**PROMPT**
Collect all lines from the records below that include the word "target".
>>>>
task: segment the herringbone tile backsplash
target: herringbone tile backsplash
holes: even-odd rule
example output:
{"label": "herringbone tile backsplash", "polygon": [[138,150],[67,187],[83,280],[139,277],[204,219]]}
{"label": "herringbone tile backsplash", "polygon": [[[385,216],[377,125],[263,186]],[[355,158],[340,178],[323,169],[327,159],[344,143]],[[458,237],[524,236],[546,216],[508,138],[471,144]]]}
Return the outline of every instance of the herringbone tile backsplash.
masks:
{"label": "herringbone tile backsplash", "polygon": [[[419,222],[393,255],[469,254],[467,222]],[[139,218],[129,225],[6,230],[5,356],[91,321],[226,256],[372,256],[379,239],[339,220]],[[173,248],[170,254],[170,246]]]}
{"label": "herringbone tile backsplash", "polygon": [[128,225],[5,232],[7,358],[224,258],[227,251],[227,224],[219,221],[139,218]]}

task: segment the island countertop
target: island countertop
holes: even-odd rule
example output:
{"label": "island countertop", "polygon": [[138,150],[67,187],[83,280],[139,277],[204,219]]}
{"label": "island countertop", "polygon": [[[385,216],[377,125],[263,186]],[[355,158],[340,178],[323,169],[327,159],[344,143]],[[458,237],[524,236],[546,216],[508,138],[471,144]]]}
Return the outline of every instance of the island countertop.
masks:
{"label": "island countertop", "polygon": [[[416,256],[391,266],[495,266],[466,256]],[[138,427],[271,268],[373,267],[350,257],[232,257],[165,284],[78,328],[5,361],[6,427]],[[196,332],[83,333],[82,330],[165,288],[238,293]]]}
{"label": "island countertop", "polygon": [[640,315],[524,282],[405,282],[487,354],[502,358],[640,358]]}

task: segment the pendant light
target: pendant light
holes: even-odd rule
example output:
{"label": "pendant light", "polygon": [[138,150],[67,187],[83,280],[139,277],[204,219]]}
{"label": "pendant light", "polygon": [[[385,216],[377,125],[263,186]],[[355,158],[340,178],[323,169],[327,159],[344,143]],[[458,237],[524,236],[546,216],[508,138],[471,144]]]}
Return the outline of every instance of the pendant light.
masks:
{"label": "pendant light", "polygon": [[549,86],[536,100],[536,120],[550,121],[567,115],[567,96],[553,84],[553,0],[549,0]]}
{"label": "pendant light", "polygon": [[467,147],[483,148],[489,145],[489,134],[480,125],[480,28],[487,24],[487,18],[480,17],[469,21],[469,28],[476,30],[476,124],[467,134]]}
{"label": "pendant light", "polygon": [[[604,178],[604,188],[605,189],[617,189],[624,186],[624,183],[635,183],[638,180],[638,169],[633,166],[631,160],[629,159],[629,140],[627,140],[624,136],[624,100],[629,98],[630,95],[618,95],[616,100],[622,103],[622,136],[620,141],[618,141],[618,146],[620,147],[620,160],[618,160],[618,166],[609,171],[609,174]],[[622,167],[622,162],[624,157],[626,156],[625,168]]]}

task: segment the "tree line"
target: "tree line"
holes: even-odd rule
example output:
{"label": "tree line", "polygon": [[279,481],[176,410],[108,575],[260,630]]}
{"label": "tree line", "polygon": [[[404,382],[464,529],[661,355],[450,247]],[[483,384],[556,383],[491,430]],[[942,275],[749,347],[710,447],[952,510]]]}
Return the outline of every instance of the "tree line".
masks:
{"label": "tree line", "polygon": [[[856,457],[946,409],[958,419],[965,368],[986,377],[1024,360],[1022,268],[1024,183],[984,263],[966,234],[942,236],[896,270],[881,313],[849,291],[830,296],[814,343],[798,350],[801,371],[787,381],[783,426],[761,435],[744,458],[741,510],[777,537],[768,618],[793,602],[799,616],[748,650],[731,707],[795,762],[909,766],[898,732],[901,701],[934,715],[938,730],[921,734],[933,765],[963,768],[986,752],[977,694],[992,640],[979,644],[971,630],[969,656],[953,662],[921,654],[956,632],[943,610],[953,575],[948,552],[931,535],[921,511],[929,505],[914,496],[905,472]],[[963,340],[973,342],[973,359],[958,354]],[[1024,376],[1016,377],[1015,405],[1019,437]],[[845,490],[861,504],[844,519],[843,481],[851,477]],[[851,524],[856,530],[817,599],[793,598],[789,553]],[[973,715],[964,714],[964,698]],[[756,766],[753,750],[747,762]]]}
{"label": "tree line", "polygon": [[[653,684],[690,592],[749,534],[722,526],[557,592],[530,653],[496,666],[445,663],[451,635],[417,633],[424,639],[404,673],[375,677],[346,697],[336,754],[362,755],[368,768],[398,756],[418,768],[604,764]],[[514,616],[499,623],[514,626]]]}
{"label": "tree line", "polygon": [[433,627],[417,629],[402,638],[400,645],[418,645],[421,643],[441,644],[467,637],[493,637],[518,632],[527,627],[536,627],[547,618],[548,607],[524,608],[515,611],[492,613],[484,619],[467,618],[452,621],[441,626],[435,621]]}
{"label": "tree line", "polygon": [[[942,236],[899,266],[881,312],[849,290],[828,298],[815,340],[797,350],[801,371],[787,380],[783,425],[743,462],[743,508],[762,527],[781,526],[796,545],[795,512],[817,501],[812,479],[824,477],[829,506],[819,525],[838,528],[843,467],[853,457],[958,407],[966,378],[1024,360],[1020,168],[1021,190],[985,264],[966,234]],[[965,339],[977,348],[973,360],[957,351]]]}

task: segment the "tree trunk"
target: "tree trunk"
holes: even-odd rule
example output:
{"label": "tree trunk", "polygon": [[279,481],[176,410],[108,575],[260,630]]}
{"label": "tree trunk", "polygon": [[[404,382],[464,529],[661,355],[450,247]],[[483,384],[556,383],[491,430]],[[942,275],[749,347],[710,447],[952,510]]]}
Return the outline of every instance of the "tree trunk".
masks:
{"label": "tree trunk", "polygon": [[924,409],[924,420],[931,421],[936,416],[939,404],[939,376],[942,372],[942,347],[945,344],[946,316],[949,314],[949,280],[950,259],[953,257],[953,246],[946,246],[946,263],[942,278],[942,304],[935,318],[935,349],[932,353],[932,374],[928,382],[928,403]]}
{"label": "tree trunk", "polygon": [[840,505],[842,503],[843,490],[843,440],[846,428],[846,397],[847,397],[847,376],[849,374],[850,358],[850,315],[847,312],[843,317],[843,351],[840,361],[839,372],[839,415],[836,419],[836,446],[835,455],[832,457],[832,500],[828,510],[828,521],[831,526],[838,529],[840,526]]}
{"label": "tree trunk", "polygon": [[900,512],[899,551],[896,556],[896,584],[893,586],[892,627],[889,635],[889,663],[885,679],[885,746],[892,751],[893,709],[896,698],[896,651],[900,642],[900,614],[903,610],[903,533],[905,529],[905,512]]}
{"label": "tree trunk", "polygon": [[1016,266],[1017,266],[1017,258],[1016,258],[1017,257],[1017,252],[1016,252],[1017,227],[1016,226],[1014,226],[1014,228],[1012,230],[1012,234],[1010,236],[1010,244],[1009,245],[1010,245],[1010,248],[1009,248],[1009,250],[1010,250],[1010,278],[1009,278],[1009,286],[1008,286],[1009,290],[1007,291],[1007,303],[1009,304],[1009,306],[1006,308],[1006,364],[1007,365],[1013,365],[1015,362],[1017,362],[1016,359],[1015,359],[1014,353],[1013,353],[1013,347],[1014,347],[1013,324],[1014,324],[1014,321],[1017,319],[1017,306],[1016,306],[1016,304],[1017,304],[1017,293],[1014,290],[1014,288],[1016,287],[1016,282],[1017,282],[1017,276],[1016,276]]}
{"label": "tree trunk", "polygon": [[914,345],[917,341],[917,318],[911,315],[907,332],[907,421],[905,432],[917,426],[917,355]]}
<<<<
**OUTPUT BELOW**
target: herringbone tile backsplash
target: island countertop
target: pendant light
target: "tree line"
target: "tree trunk"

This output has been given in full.